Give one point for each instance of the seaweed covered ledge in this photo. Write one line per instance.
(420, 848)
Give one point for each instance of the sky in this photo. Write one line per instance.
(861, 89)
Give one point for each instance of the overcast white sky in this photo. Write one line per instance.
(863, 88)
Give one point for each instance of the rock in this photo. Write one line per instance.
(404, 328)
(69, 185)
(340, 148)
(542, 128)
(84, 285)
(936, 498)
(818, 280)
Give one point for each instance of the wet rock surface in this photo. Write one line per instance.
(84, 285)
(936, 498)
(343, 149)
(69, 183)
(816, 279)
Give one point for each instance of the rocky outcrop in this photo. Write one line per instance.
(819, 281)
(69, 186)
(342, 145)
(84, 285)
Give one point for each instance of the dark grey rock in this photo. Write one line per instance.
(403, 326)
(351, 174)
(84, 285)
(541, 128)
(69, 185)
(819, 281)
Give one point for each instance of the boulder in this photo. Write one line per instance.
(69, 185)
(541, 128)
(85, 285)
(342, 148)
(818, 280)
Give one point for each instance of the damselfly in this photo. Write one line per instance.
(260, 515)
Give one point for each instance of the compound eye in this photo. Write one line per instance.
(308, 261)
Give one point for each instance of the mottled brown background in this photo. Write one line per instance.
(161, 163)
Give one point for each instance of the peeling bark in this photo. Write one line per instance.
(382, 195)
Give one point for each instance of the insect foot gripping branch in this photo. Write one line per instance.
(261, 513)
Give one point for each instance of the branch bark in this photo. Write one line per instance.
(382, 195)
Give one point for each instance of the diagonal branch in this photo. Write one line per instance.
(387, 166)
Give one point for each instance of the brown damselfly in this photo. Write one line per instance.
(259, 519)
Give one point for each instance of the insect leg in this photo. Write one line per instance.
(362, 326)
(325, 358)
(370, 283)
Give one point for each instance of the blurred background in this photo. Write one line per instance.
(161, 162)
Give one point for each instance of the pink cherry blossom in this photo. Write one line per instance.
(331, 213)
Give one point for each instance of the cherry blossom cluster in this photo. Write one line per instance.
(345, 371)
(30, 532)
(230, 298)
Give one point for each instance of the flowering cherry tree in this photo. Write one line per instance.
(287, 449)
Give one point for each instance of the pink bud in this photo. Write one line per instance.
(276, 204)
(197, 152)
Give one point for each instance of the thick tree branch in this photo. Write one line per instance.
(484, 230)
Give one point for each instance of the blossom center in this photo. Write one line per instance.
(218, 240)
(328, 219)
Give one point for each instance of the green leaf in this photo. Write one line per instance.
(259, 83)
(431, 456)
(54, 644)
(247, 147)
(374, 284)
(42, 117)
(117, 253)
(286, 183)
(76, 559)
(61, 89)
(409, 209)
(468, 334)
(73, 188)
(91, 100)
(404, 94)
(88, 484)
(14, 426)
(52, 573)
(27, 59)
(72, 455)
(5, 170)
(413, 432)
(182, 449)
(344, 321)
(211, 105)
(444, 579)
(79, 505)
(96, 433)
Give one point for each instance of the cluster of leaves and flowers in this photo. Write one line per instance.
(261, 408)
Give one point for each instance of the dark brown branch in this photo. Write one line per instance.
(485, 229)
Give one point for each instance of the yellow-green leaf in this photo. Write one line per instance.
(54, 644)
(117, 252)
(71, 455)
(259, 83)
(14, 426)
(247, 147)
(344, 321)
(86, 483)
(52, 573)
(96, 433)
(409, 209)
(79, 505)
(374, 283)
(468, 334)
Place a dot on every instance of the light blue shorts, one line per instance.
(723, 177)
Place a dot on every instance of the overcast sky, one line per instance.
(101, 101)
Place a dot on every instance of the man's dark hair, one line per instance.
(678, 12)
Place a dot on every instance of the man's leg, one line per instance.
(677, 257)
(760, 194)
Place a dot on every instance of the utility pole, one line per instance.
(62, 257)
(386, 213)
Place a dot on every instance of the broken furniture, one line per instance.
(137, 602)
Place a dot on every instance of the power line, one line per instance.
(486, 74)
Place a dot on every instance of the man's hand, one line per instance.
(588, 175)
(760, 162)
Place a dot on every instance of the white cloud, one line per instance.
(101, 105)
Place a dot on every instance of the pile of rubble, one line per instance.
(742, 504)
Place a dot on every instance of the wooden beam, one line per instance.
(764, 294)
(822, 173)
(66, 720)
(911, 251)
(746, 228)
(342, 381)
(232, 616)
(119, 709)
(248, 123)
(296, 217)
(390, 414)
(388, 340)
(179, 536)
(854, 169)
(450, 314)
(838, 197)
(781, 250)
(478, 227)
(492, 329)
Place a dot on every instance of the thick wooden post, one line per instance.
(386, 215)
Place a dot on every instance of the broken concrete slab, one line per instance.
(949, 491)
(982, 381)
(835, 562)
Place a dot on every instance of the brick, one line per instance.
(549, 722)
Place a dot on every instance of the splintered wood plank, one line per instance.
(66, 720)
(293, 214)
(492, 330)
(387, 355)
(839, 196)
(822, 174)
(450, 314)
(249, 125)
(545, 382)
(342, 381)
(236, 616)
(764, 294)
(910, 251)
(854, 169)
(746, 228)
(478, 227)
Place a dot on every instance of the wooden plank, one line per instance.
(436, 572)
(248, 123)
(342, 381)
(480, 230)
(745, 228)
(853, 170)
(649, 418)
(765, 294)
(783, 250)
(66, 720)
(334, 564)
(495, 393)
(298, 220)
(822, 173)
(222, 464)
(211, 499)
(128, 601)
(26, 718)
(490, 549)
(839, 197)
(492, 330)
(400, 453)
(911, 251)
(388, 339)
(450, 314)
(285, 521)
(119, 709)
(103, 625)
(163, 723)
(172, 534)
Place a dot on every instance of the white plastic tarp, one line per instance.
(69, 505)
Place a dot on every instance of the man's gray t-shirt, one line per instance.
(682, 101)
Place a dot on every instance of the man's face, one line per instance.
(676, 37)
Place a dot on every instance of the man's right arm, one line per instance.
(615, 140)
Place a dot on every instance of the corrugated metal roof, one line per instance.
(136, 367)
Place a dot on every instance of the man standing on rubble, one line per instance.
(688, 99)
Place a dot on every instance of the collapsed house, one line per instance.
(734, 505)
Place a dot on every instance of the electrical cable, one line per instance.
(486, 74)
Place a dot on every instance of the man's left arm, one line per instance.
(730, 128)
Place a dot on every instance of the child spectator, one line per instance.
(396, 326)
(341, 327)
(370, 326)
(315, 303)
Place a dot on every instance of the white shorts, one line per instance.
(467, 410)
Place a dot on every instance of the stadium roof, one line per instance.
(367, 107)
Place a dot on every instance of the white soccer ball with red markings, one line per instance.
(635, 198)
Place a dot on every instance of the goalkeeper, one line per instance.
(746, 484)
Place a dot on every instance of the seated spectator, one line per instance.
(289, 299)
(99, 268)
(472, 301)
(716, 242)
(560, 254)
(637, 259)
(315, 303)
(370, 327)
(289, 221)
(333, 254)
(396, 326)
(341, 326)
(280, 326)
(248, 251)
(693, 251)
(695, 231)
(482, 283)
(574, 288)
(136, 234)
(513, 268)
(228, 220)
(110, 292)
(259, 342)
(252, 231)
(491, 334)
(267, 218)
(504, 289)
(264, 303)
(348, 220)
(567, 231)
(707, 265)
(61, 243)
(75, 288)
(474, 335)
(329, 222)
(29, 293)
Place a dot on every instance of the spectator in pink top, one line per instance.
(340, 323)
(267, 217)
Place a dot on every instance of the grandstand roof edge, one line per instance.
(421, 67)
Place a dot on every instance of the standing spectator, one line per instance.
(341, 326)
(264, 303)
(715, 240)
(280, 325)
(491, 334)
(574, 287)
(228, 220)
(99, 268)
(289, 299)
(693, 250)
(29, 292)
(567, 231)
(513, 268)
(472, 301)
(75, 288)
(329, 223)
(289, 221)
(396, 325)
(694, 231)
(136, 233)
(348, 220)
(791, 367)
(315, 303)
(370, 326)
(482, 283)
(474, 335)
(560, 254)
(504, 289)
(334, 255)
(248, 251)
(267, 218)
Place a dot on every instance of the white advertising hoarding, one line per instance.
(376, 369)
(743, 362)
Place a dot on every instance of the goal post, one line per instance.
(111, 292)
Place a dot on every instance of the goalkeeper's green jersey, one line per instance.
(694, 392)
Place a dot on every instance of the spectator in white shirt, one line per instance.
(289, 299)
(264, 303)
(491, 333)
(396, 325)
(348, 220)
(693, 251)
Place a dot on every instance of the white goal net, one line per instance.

────────────────────────────────────────

Beginning at the line containing "Place a dot on every instance of the white advertising", repeat each line exactly through the last line of the entries, and include no other lines.

*The output*
Place a dot on every instance of the white advertising hoarding, one line per instance.
(376, 369)
(743, 362)
Place a dot on every instance of the goal post, one line per instance.
(111, 292)
Place a dot on every instance of the goalkeeper's green jersey, one line per instance.
(694, 392)
Place a dot on every instance of the spectator in white shirt, one line per instance.
(289, 299)
(264, 303)
(491, 333)
(396, 325)
(348, 220)
(693, 251)
Place a dot on every instance of the white goal net, one line per instance.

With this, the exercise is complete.